Problem statement> Can you transcribe the passage of the article on Alabama non-compete agreements from "Although non-compete agreements" up to and including "of such agreements."?

— Begin Document extract —

Enforcing non-compete agreements in Alabama.

AuthorWeller, Christopher W.

INTRODUCTION

Many businesses routinely require prospective applicants to execute non-compete agreements as a condition of employment. Employers use non-compete agreements to protect their financial and competitive interests by preventing the disclosure and use of valuable competitive information not generally available to the public. Typically, an employee who executes a non-compete agreement promises that, upon termination of his employment relationship with a company, he will not accept employment with a competitor within a certain geographic area for a specific period of time. The proper limits of such restrictions have been an abundant source of litigation in Alabama. The Supreme Court of Alabama has issued an increasing number of decisions addressing the validity of non-compete agreements. These decisions have produced a body of law establishing a reasonably consistent set of guidelines and principles delineating the permissible scope of non-compete agreements.

Alabama's stated public policy generally favors competition and opposes restraints on trade when such restraint is to the detriment of the public welfare. Hence, Alabama's public policy disfavors (4) contracts that include non-compete covenants that attempt to restrain employment because these covenants (5) deprive society of efficient service, and also create an impoverished individual. (6) Despite this disfavor, there are statutory exceptions that permit employers to impose reasonable restrictions on a former employee's fight to pursue employment with a competitor. However, the person or entity seeking to enforce a contract that restrains a lawful trade or business bears the burden of showing that the contract is not void under the ALA. CODE [section] 8-1-1 (1975). (7) Furthermore, the mere fact that a contract contains an invalid noncompete provision does not automatically render the entire agreement void under the statute. (8) In fact, non-compete agreements continue to serve as an essential tool in protecting businesses from unfair competition. (9)

Although non-compete agreements are enforceable, contract drafters should review and consider the reasonable limitations they use during the drafting phase of the non-compete agreements. This article is intended to provide guidance for drafting enforceable non-compete agreements in the State of Alabama and to assist the uninitiated from avoiding the many pitfalls that often doom the enforceability of such agreements.

DRAFTING ENFORCEABLE NON-COMPETE AGREEMENTS

Courts in Alabama will enforce non-compete agreements if they (1) fall within a statutory exception to the general prohibition, (10) and (2) are reasonably limited as to territory, duration and subject matter. (11) The statutory exception to the general prohibition against non-compete covenants provides:

(b) [A]n agent, servant or employee may agree with his employer to refrain from carrying on or engaging in a similar business and from soliciting old customers of such employer within a specified county, city, or part thereof so long as ... the employer carries on a like business therein. (12) Nonetheless, if a company seeks to enforce the covenant, it bears the burden of proving the inapplicability of a statutory exception. (13) Alabama courts also require the existence of an employee-employer relationship at the time of contract formation in order for the statutory exception to apply. (14) Furthermore, the party sought to be restrained from engaging in some aspect of trade or business must have entered into a contract with the party seeking to enforce the contract and received consideration for making this agreement. (15)

— End Document extract —
— Begin Data excerpts —

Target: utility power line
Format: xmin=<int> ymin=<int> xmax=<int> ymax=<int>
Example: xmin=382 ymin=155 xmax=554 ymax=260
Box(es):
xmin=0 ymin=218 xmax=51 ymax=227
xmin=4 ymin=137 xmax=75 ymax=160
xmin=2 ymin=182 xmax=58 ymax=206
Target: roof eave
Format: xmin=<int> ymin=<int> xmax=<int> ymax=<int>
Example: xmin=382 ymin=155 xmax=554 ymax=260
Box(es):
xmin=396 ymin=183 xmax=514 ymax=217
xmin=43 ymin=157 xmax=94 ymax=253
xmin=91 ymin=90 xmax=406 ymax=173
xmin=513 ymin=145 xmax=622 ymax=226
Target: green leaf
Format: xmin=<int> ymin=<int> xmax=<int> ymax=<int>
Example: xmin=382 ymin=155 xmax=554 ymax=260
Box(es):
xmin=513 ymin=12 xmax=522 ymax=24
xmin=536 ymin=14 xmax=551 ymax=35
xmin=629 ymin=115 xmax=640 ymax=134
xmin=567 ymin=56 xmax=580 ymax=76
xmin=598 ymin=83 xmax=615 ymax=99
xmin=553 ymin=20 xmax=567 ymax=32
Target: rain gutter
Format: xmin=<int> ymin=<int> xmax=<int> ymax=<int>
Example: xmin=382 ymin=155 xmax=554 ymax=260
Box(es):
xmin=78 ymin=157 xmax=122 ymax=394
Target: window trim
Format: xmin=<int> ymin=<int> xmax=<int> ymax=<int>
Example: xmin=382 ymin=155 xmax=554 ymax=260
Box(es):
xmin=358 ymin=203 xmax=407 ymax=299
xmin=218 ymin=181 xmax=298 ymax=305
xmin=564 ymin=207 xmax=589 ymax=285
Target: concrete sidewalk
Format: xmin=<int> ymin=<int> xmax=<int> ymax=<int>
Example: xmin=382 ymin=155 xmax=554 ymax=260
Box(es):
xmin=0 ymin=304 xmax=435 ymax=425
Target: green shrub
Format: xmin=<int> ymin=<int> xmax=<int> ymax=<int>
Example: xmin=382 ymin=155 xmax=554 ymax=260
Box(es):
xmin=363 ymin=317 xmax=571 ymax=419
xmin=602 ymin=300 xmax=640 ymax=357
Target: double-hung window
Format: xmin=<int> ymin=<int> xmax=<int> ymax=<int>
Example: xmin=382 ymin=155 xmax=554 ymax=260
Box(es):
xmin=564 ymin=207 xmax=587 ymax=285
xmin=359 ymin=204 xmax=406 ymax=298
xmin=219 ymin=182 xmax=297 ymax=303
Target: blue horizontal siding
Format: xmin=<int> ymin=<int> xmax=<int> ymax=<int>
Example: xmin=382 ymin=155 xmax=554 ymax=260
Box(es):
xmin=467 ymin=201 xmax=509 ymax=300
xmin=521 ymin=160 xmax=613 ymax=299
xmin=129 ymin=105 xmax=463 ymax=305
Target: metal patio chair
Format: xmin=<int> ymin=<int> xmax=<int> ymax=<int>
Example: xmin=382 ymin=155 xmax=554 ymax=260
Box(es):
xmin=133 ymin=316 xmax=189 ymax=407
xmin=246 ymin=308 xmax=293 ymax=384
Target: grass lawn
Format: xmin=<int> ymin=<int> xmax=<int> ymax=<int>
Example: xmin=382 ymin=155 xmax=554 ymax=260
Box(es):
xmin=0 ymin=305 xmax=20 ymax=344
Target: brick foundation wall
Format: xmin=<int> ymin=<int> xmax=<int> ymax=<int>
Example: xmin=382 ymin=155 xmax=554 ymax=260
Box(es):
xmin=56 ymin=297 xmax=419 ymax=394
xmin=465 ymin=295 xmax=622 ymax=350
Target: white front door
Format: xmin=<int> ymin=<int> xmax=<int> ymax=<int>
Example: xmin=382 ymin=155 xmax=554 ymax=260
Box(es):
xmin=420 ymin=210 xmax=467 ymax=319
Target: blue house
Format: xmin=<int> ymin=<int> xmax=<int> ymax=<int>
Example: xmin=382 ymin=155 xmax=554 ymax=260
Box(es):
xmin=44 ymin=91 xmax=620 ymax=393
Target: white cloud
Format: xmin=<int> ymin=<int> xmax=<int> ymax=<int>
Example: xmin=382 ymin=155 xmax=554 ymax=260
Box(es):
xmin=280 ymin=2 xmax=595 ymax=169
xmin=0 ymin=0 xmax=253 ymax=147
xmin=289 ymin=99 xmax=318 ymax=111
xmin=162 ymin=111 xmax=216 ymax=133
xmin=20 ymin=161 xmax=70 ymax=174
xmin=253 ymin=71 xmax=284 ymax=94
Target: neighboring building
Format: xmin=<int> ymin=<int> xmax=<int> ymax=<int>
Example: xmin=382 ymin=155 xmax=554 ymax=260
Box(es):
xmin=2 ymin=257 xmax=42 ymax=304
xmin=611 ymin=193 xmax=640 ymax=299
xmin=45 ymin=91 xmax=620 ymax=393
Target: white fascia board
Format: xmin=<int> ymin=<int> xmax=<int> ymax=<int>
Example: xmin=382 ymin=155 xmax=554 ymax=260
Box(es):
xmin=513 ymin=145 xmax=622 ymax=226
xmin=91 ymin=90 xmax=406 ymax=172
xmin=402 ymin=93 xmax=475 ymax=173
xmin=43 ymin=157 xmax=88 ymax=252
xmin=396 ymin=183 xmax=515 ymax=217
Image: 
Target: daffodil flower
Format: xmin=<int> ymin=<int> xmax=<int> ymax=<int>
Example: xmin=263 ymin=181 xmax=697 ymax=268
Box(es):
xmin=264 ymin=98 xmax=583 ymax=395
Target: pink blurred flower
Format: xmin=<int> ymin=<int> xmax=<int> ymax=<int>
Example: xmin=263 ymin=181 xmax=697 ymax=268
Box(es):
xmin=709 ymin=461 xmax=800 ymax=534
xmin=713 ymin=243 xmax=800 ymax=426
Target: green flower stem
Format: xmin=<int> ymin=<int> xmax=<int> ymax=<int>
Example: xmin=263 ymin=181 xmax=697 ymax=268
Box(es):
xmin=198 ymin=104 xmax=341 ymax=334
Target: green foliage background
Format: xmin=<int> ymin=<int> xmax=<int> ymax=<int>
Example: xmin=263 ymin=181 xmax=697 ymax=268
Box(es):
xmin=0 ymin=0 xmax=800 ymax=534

— End Data excerpts —

Task result>
Although non-compete agreements are enforceable, contract drafters should review and consider the reasonable limitations they use during the drafting phase of the non-compete agreements. This article is intended to provide guidance for drafting enforceable non-compete agreements in the State of Alabama and to assist the uninitiated from avoiding the many pitfalls that often doom the enforceability of such agreements.